**To do**
Rewrite the lines running from the start of the Records through the line holding "12 0 900 512", inclusive, with "Annotation guideline" changed to "Labeling instruction" and nothing else altered. Leave the pictures out.

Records
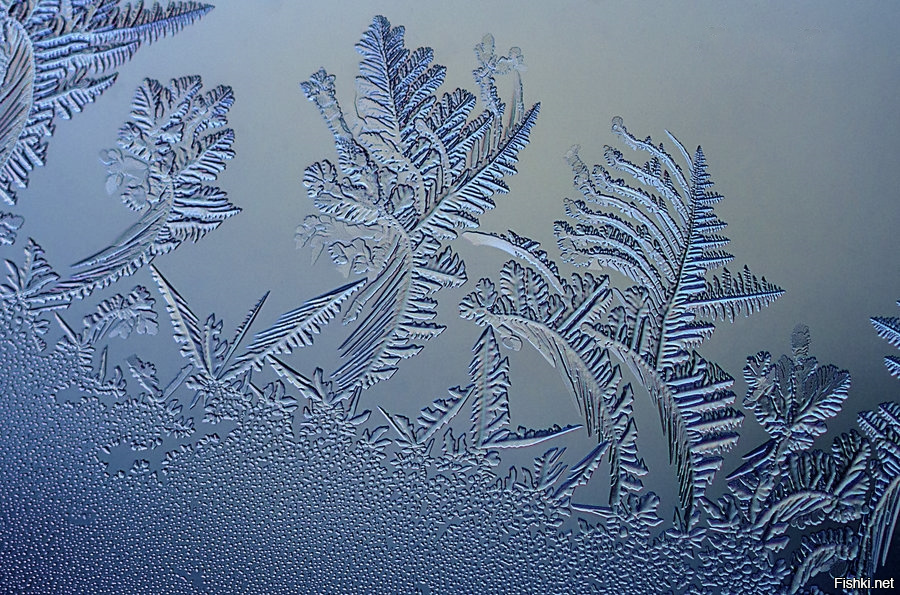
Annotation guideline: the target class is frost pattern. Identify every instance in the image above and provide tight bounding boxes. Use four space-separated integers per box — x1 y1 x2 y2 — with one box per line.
298 17 540 391
0 10 900 594
0 0 212 245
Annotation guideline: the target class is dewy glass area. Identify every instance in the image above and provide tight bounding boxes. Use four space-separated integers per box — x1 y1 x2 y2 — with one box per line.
0 0 900 594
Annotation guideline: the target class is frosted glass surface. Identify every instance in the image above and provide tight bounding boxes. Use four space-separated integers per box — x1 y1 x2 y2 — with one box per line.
0 0 900 594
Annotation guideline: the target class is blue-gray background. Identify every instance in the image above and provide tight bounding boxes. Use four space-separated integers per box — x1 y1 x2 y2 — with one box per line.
12 0 900 512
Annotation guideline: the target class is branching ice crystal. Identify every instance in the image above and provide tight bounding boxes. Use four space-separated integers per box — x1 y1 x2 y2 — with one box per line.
0 0 212 245
0 9 900 595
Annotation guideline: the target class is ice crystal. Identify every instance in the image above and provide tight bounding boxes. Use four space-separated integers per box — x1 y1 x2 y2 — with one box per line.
0 10 900 594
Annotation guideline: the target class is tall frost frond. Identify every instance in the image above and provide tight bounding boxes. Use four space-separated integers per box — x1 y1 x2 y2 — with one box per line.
54 76 240 297
555 117 783 523
297 16 538 400
0 0 212 204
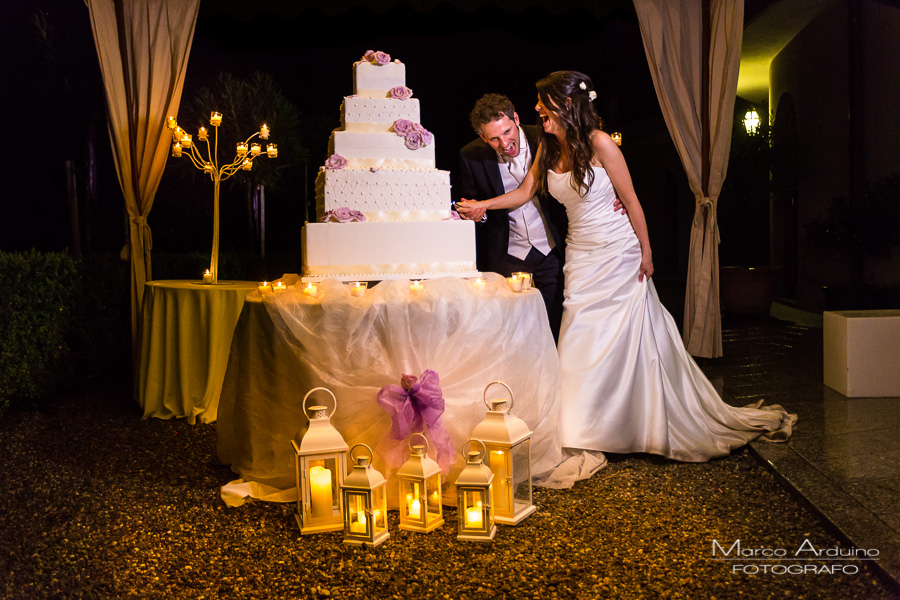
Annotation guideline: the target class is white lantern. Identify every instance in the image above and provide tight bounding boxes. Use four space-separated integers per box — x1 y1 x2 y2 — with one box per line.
341 444 390 546
397 433 444 533
456 440 497 542
472 381 537 525
291 387 349 535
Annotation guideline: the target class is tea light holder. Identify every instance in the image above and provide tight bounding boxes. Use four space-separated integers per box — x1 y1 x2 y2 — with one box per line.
456 439 497 542
397 433 444 533
350 281 369 296
472 381 537 525
341 444 390 546
291 387 349 535
513 271 532 292
166 111 278 285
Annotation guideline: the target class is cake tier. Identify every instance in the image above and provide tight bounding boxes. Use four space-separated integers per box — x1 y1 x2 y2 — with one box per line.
328 131 434 169
300 221 478 280
341 96 419 133
316 169 451 221
353 61 406 98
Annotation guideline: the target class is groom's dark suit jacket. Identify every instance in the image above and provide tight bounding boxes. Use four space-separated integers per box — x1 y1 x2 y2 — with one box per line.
459 125 568 275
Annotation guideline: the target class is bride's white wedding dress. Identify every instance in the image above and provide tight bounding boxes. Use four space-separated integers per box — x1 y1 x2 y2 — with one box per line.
547 167 797 462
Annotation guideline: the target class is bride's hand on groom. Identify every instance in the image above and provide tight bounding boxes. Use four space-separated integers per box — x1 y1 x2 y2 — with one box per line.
456 198 487 221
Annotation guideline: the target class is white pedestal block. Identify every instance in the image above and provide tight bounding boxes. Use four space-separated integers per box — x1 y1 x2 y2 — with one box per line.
823 310 900 398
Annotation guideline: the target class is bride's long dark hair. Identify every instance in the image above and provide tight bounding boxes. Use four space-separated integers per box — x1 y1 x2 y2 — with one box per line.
537 71 603 196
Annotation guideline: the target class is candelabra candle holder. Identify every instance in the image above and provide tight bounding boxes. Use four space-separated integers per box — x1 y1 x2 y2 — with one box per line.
166 112 278 284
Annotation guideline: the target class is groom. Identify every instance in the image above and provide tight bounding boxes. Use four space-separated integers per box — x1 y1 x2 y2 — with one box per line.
459 94 568 340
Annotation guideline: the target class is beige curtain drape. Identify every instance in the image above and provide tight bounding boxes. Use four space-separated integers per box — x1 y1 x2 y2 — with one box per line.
85 0 200 366
634 0 744 358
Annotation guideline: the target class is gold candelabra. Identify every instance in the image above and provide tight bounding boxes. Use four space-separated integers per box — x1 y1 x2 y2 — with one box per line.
166 112 278 284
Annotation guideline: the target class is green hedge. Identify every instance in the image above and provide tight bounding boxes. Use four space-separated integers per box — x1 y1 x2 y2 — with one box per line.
0 250 131 413
0 250 78 411
0 250 300 414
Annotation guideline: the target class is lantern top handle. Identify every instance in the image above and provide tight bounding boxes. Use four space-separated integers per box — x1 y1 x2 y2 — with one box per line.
349 442 375 463
460 438 487 462
409 431 428 455
303 387 337 419
484 381 513 412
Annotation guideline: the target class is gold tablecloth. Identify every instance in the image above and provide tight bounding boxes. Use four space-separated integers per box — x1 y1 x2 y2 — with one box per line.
137 280 257 423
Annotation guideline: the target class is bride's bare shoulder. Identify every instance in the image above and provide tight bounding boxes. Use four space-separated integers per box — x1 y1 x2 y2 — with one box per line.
591 129 618 167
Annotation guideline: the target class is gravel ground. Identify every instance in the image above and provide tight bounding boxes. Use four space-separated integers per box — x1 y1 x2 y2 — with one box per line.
0 386 897 600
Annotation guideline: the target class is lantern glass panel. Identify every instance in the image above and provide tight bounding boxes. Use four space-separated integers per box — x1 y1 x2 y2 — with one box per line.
510 439 531 512
400 477 427 525
459 488 490 532
372 485 387 535
344 491 371 537
423 473 444 523
486 444 512 514
306 457 340 519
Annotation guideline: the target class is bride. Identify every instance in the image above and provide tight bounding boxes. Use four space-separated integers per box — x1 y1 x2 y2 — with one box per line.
459 71 797 462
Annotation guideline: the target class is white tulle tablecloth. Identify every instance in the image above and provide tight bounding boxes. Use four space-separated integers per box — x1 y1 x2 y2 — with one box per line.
217 273 603 505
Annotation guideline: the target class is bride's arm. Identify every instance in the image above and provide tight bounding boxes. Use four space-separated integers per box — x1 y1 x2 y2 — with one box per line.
593 131 653 281
457 147 541 216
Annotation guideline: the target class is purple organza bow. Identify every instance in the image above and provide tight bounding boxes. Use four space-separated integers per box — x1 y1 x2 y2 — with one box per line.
378 369 454 473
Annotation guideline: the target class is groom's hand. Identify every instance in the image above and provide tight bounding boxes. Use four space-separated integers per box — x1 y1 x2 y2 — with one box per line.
456 198 487 221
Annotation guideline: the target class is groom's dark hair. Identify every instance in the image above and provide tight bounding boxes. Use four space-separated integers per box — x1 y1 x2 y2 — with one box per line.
469 94 516 135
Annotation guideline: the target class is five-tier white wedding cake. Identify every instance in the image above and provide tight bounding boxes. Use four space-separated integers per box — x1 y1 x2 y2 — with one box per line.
301 51 480 281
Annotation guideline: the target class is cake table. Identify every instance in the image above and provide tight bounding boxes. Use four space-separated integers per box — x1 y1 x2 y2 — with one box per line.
216 273 602 505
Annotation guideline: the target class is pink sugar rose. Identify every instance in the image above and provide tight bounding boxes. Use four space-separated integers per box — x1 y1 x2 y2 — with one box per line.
388 85 412 100
325 154 350 170
331 206 353 223
406 131 425 150
394 119 413 137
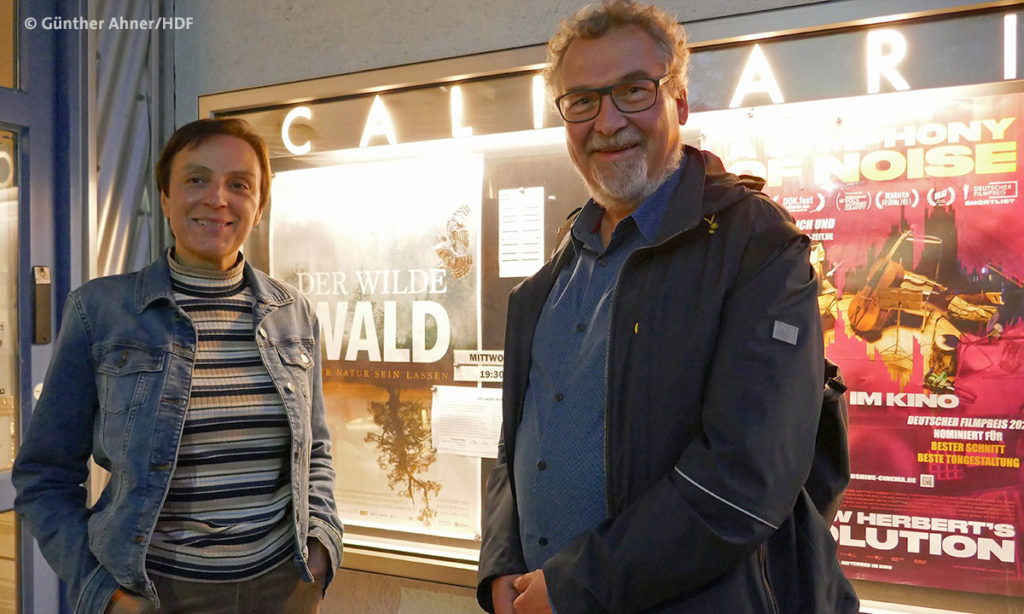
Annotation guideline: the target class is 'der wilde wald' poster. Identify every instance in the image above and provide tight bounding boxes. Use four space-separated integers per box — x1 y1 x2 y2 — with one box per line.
694 88 1024 596
270 155 483 539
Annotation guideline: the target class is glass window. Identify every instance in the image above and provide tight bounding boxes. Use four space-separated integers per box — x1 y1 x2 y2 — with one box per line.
0 0 17 88
0 512 18 612
0 130 17 472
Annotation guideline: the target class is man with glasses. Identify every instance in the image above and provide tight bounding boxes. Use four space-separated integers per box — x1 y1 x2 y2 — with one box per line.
477 0 858 614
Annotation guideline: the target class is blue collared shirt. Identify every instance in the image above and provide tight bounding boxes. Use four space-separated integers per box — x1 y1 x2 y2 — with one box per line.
514 164 681 570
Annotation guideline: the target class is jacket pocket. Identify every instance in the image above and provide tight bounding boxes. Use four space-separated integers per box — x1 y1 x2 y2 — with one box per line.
275 340 315 405
96 346 164 414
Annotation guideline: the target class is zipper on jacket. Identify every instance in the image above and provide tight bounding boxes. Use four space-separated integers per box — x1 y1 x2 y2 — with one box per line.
758 543 778 614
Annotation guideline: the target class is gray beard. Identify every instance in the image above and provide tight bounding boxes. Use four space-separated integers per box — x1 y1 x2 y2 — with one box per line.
581 142 683 211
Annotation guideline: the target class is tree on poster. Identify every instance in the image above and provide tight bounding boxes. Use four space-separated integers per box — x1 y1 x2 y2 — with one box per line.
270 155 483 539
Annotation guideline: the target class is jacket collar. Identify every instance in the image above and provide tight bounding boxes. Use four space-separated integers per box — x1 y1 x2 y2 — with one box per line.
655 145 764 244
135 250 295 313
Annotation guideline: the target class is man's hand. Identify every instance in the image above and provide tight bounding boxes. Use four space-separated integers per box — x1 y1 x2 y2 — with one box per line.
306 537 331 586
490 573 522 614
103 588 150 614
506 569 552 614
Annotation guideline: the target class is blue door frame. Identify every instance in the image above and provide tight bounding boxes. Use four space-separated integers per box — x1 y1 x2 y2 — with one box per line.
0 0 87 614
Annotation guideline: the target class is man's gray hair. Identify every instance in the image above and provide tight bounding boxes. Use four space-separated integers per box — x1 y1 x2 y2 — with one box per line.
544 0 690 98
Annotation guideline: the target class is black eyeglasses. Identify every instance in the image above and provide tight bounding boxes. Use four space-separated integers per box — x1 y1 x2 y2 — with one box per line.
555 75 669 124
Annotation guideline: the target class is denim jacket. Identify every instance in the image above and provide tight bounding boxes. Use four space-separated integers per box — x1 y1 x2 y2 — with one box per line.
12 257 342 614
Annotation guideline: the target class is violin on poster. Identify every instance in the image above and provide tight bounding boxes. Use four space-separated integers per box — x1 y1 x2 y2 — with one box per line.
846 230 911 334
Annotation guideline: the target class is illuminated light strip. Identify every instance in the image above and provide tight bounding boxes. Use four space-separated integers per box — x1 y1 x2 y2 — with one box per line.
860 599 966 614
729 45 785 108
281 106 313 156
451 85 473 137
867 30 910 94
532 75 547 130
359 94 398 147
1002 13 1017 79
324 128 565 164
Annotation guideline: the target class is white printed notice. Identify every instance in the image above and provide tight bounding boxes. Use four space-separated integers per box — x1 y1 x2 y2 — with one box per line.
430 386 502 458
498 186 544 277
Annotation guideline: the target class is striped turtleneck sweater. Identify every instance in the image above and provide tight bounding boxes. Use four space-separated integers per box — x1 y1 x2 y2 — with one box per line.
146 254 295 581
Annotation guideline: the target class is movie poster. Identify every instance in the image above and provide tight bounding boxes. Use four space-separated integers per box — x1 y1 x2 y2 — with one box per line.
694 86 1024 596
269 155 483 539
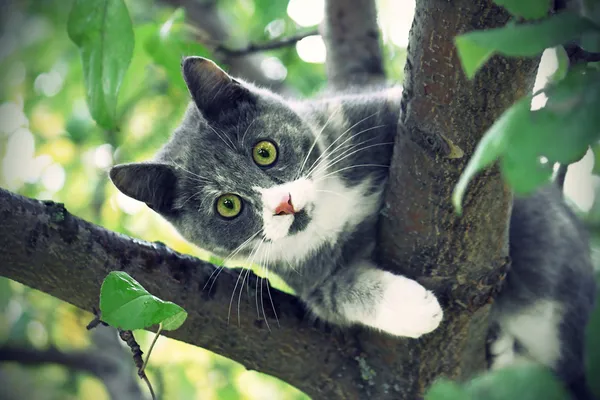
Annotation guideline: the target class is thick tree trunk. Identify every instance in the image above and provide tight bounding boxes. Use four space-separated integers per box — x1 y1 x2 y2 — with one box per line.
0 0 538 400
380 0 539 399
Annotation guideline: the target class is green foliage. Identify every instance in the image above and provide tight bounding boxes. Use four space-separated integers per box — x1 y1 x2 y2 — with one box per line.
100 271 187 331
454 11 599 78
144 8 211 91
494 0 552 19
452 0 600 213
67 0 134 130
425 364 570 400
453 67 600 212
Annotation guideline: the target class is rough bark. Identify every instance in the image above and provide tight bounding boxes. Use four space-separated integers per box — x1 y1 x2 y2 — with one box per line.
380 0 539 399
323 0 385 88
0 0 539 400
162 0 295 95
0 326 146 400
0 189 402 399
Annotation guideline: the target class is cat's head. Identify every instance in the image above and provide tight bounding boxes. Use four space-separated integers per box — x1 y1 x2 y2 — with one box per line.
110 57 320 256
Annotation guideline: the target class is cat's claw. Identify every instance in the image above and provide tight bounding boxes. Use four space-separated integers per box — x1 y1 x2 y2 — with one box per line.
372 275 444 338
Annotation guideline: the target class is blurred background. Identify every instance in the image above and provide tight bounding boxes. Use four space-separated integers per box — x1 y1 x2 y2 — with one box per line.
0 0 600 400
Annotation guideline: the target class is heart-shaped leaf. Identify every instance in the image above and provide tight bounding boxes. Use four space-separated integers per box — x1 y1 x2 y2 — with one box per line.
100 271 187 331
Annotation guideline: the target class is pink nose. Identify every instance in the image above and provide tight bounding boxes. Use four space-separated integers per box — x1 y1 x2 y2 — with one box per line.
275 193 295 215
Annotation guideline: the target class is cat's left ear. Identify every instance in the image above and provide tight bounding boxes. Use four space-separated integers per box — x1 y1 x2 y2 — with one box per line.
181 57 255 122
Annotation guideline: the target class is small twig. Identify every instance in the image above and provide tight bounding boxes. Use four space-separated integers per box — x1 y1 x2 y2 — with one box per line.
118 329 156 400
142 324 162 371
86 308 157 400
564 43 600 66
214 29 319 57
85 307 108 331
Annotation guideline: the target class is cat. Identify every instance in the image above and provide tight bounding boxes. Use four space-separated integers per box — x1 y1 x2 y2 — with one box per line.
110 57 595 396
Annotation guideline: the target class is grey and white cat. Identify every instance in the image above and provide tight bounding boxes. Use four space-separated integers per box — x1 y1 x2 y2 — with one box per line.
110 57 595 398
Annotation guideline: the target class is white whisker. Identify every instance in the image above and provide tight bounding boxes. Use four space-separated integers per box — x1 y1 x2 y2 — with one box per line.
309 111 379 175
296 104 342 179
310 142 394 177
315 164 390 182
307 125 386 175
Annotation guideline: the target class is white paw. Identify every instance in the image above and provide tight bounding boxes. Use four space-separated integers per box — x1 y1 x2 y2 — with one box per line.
371 273 444 338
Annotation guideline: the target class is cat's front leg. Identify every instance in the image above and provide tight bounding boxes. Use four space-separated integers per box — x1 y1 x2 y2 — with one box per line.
305 261 443 338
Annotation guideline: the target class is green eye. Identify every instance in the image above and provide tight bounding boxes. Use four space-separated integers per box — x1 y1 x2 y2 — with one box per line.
217 193 242 218
252 140 277 167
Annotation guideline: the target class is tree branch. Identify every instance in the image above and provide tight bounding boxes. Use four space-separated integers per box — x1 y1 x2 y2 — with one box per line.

**Written solution**
Labeling instruction: the target class is frost pattern. Identify every instance in the image above and provide tight bounding boxes. Use four space-separated integers per box — x1 y1 x2 y2 — with one box per line.
298 17 540 391
0 10 900 594
0 0 212 245
Labeling instruction: the target class is dewy glass area. Identify every instance in the image above and provide tight bounding boxes. Use four space-separated integers per box — x1 y1 x2 y2 — with one box per line.
0 0 900 594
Labeling instruction: the target class is frosted glass surface. Identify every instance in the image above and provide tight bounding boxes. Use four space-separated integers per box — x1 y1 x2 y2 — with one box per line.
0 0 900 594
Labeling instruction: the target class is blue-gray background. Identify every instance in the image above and provide tight bounding boxes. Use four space-separated integers per box — x1 y1 x2 y2 — with one box per line.
12 0 900 512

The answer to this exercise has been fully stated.